▶ TASK INSTRUCTIONS:
Reproduce exactly the line that includes "Each instance receives one keypoint. Mark the white wall" and all lines after it, ending with the last line of the data.

[Dataset entries]
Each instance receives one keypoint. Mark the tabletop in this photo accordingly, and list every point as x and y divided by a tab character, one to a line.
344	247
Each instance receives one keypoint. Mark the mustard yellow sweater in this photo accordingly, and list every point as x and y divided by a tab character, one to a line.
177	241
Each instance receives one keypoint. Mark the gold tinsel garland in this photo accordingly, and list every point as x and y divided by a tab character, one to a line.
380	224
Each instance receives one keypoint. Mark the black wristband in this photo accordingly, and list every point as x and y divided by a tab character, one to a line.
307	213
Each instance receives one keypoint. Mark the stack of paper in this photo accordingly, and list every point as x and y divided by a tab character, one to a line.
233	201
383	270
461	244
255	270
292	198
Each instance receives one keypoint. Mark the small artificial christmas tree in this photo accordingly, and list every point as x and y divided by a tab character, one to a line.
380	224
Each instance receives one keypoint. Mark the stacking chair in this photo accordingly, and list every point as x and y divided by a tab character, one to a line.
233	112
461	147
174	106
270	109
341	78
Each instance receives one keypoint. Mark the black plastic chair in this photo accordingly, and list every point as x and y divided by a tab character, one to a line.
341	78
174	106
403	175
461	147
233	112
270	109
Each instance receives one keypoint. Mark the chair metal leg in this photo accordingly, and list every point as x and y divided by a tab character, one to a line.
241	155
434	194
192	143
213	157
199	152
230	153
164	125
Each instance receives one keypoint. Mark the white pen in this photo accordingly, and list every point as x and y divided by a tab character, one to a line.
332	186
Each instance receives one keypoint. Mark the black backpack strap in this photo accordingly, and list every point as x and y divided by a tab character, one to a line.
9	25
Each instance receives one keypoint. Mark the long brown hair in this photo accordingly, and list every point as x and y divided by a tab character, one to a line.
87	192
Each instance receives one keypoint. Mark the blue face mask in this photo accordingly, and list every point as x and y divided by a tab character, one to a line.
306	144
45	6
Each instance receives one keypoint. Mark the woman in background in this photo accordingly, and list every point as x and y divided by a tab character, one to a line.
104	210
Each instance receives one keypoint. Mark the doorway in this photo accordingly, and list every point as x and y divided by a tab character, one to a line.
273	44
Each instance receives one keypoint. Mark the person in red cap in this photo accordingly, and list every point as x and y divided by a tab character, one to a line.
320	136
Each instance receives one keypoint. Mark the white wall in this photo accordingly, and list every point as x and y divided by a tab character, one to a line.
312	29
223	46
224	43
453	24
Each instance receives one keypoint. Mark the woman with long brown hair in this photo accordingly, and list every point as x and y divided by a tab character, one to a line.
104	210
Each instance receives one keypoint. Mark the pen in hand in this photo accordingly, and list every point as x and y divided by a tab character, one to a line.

▶ RESULT BELOW:
Each instance receives one keypoint. Mark the white wall in this photo accordingly, and list every point as x and y divided by a tab character, one to a line.
312	29
223	46
224	43
453	24
Each instance receives one keypoint. Mark the woman with long brown hair in this photo accordingly, and list every point as x and y divided by a tab character, one to a line.
104	210
Each instance receives one keypoint. Mark the pen in hand in this photo accordingly, and list every point as x and y divided by a tab character, one to a line.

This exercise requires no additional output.